◆ Article:

________

MOCA

June 29, 2014; South Florida Times

Recently, NPQ reported on an ugly dispute in North Miami where the city and the board of directors of the Museum of Contemporary Art (MOCA) were ordered into mediation to resolve important issues relating to mission, ownership of the collection, maintenance of the facility and management. Over the past year, we have devoted significant attention, most recently here, to the tug-of-war over the Detroit Institute of Art’s collection as either a possible solution to the bankrupt city’s pension problems or as a cultural trove the people of Detroit ought not to be deprived of.

In each of these instances, the city owns the building that houses the collection and a nonprofit entity exists to manage the mission, governance, collections, and programs of the organization. While there are important differences in the underlying disputes and the scale of the related fiscal challenges, in both cities, the outcome now hinges on the final results of mediation. And in both cities, issues of culture, class and money seem to be colliding.

In an editorial last week in the South Florida Times, Carole Boyce Davies, director of the Florida Africana Studies Consortium that recently sponsored a symposium titled “Re-/Claiming Art, Power, Ideas And Vision In An Ethnically Plural Community” at North Miami’s MOCA, raised the following questions, which no doubt apply to situations in other cities, too:

  • Who produces and consumes art in ethnically plural communities?

________

◆ Stated task a: Rewrite the rows from the line holding "Outline every instance of the blurred" through the end of the rows, inclusive, replacing "blurred background crowd" with "seated audience" and leaving everything else unchanged.

Items listed in a dataset:
________

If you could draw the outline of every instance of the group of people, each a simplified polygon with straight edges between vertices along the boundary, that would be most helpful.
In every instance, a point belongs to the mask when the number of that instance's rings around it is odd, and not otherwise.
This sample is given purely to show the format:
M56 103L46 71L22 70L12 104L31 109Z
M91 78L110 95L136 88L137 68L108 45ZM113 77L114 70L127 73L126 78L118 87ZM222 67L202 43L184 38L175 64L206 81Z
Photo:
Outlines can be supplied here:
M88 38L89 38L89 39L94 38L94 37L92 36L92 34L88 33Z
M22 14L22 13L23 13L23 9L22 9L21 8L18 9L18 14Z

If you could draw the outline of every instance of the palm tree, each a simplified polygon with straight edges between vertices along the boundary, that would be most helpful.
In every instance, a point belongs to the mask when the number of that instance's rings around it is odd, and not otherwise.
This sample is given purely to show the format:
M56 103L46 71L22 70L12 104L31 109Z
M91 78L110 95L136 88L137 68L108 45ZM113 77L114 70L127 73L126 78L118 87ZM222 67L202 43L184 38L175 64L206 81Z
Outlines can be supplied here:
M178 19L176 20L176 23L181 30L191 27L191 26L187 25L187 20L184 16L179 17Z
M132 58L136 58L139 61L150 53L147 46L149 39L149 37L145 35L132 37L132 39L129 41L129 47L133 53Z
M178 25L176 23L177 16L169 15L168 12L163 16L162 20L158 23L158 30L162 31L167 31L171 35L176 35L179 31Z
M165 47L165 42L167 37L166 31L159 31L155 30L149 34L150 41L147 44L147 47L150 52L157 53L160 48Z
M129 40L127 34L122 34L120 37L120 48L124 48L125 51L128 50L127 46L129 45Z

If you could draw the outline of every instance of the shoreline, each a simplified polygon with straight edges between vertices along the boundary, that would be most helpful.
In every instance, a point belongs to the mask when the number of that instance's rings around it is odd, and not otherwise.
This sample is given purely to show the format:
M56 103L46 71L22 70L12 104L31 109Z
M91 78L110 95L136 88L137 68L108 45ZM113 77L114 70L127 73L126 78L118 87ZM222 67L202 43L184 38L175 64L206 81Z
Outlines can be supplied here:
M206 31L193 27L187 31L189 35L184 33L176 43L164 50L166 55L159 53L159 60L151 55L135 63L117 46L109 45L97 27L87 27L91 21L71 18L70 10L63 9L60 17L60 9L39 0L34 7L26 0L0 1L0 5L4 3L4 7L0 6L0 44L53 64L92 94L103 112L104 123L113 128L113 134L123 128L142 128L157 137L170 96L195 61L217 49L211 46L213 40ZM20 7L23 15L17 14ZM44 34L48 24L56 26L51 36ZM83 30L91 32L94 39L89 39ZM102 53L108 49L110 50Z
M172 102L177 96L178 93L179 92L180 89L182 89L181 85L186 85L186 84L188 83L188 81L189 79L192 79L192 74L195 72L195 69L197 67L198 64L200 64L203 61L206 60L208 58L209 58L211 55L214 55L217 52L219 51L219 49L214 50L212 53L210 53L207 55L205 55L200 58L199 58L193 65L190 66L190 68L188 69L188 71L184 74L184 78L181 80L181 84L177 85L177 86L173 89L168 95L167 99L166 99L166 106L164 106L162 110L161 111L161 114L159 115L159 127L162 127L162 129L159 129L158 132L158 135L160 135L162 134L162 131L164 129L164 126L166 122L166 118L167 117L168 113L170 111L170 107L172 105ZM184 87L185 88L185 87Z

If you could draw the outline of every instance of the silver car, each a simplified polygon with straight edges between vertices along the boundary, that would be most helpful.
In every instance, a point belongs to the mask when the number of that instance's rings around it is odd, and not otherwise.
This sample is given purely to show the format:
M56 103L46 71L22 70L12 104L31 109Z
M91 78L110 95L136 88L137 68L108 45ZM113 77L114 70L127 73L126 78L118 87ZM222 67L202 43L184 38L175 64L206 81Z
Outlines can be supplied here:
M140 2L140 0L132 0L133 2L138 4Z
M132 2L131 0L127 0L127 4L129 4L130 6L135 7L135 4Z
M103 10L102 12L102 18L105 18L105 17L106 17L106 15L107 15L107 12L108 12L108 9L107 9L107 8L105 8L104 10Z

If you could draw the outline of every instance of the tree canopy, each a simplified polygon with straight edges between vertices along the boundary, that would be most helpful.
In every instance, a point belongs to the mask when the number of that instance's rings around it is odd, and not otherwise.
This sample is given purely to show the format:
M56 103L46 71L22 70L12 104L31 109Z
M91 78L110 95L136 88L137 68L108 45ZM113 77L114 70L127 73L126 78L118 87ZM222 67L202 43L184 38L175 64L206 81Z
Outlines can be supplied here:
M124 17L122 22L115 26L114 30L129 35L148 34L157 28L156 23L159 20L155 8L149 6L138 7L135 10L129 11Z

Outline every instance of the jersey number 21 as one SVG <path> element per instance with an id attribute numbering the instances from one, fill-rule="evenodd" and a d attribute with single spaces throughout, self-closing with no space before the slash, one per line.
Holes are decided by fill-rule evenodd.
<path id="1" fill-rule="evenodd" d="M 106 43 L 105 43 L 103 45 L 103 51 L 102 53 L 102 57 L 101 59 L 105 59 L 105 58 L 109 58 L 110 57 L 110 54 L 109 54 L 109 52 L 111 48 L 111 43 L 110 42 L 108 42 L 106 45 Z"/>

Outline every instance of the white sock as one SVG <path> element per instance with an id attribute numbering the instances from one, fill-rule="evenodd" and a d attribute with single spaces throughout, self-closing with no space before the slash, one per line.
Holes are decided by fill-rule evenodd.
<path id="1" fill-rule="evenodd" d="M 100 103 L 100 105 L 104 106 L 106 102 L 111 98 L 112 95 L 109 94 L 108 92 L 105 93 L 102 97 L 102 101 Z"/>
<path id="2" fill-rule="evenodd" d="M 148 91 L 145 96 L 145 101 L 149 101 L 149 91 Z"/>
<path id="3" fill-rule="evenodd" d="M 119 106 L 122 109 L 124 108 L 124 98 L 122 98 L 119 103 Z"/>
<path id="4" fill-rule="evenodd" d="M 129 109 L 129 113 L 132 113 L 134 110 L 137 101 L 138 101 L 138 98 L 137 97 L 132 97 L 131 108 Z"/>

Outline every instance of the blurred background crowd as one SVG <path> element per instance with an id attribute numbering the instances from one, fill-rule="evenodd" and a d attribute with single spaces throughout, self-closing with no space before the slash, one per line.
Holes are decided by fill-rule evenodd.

________

◆ Stated task b: According to the article on the MOCA dispute, what position does Carole Boyce Davies hold?

◆ Answer a:
Outline every instance of the seated audience as one SVG <path> element per instance with an id attribute numbering the instances from one, fill-rule="evenodd" and a d attribute with single spaces throughout, self-closing with no space before the slash, one per line.
Holes are decided by fill-rule evenodd.

◆ Answer b: She is director of the Florida Africana Studies Consortium.